Carry on the forum thread about upgrading to a 70-inch Sharp TV, picking up after its final post.

Given passage:
%%
Thanks for your feedback; I was looking at the 80" Sharp at Fry's on Labor Day when I went to pick up a couple of Infinity Primus towers for my two channel system (on sale for $99 a piece -- couldn't pass it up) and it was a monster; they had it on display on a fake wall with two rows of seating, but the salesman said it was a blowout model that didn't have the Quattron technology in it, so it was on a massive sale. 

I just don't think we can swing that 80" screen in our living room...:hissyfit:

Do you think I will definitely notice a difference going from the 50" rear projection set I have now to the 70" Sharp? Do you think that will be "enough" to satisfy at 12 feet?


----------



## bxbigpipi

Hey Osage I definitely think you will notice the difference in size!! I've heard quite a few owners love their 80 inch. They say once they get it home and adjust it to their liking it's amazing!! I think you should go for it if you can and let us know what you think.


----------



## bxbigpipi

Sorry 70"


----------



## Osage_Winter

Thanks for your opinion. :T


----------



## NBPk402

Bigger is always better as long as you have a HD signal. Once you go big there is no going back!


----------



## phillihp23

Osage_Winter said:


> Hey again bxb...
> 
> Do you think I will definitely notice a difference going from the 50" rear projection set I have now to the 70" Sharp? Do you think that will be "enough" to satisfy at 12 feet?



Why not just upgrade to a 100" screen for your projector......a lot larger than 80" TV and less expensive upgrade.


----------



## Osage_Winter

ellisr63 said:


> Bigger is always better as long as you have a HD signal. Once you go big there is no going back!


I realize that, but I'm specifically concerned with seeing a difference between 50 and 70 inches.


----------



## Osage_Winter

phillihp23 said:


> Why not just upgrade to a 100" screen for your projector......a lot larger than 80" TV and less expensive upgrade.


Not possible in our room and with our budget, in the way I'd want to do it (a motorized screen over the TV, etc.). We are strictly looking at direct-view, one-piece television displays.


----------



## TheOtherChris

I am going from a 57" RPTV to a 70" Sharp LCD.
It will be delivered tomorrow.
I will try to give my impressions after set up.


----------



## Osage_Winter

That would be most appreciated, Chris! Please do! 

Enjoy your set and congratulations.
%%
[Saved data entries]
%%
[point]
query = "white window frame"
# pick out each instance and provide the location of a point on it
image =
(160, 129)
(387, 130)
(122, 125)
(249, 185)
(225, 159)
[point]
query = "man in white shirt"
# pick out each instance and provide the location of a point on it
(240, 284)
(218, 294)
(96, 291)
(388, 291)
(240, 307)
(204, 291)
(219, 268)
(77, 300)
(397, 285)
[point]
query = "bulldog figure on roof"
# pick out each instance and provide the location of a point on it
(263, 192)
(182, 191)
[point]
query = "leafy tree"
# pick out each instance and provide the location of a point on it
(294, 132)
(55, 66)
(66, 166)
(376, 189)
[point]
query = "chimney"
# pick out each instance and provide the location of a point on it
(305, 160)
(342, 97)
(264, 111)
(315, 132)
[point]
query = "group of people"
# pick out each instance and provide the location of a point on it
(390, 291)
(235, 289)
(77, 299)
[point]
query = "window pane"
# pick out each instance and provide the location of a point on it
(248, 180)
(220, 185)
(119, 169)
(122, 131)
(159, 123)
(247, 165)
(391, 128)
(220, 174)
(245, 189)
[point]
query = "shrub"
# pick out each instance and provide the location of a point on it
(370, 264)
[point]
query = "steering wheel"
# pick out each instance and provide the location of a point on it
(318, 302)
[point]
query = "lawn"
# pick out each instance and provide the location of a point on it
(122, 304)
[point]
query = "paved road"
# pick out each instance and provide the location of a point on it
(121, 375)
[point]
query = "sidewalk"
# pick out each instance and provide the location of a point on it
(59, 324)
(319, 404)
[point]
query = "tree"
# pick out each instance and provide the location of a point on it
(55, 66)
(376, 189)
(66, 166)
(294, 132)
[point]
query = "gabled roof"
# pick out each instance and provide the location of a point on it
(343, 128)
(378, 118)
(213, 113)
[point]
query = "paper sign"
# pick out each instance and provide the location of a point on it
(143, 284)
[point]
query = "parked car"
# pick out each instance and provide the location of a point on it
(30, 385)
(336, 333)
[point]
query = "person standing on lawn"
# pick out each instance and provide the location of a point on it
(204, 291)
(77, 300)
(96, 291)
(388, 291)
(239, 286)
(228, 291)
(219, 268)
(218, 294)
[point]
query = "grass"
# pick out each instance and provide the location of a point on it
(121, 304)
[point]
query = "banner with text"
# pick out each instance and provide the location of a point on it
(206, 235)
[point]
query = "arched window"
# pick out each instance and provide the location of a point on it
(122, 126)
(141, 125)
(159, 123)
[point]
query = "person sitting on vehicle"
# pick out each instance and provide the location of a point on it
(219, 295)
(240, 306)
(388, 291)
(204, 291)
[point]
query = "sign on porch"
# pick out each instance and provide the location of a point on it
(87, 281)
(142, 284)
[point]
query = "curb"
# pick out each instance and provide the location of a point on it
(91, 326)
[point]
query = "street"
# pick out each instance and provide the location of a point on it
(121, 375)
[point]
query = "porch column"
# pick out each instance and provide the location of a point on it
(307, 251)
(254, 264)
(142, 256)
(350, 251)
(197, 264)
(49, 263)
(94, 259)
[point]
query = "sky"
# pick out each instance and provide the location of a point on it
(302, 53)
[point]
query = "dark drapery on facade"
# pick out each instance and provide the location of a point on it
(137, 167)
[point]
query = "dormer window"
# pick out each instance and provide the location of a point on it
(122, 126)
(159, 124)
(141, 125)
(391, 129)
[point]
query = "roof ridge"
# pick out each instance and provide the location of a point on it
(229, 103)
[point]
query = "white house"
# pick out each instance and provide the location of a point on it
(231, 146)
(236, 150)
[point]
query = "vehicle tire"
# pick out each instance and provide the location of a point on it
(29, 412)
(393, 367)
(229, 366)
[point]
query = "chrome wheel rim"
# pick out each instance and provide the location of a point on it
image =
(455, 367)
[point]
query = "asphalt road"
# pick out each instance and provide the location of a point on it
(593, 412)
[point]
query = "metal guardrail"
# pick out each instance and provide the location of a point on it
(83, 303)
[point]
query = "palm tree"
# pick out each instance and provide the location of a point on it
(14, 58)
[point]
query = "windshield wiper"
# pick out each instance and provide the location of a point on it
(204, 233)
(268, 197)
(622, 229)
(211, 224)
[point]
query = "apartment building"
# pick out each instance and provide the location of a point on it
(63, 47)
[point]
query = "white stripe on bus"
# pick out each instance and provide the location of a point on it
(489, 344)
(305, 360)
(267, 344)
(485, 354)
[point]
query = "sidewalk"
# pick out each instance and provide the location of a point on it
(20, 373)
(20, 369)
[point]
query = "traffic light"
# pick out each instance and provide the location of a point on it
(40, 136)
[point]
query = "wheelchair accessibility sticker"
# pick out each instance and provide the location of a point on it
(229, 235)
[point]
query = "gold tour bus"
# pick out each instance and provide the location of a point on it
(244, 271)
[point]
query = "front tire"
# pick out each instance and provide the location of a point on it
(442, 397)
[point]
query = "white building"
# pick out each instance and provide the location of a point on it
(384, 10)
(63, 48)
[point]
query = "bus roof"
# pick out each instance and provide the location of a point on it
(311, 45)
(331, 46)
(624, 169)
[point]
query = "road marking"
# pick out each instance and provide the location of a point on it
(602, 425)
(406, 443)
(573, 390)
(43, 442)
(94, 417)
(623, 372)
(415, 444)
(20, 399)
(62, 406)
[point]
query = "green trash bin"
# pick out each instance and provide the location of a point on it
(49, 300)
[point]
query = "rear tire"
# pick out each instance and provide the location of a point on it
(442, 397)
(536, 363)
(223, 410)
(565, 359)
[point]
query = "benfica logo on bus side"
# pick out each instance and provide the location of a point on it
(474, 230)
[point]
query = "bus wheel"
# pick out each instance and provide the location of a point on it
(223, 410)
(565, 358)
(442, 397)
%%
Written response:
----------



## bxbigpipi

Hey Chris did you get the tv yet? If so let us know what you think. What settings did you use, the cnet ones or the YouTube ones?


----------



## Osage_Winter

I believe he said he'd have it tomorrow (Saturday) based on where he is in the world...

EDIT: According to his public info, he's in Idaho in the U.S., so I believe we have to wait until Saturday to get his thoughts, if he gets around to typing them because he will be busy playing with his new toy...which I absolutely can't blame him for!


----------



## bxbigpipi

Thanks for clearing that up Osage. I love to hear people's reactions and comments when they get a new piece of equipment. Still waiting for an update.


----------



## Tonto

> Not possible in our room and with our budget, in the way I'd want to do it (a motorized screen over the TV, etc.). We are strictly looking at direct-view, one-piece television displays.


Wow, that's a shame. I can't imagine going that big without incorporating a projector. Your ideal screen size is 96." There are plenty of sub $2000 projectors that would dazzle you. How much willl you be spending on the TV with custom cabnet mod?


----------



## Osage_Winter

bxbigpipi said:


> Thanks for clearing that up Osage. I love to hear people's reactions and comments when they get a new piece of equipment. Still waiting for an update.


Indeed; no worries.


----------



## Osage_Winter

Tonto said:


> Wow, that's a shame. I can't imagine going that big without incorporating a projector. Your ideal screen size is 96." There are plenty of sub $2000 projectors that would dazzle you. How much willl you be spending on the TV with custom cabnet mod?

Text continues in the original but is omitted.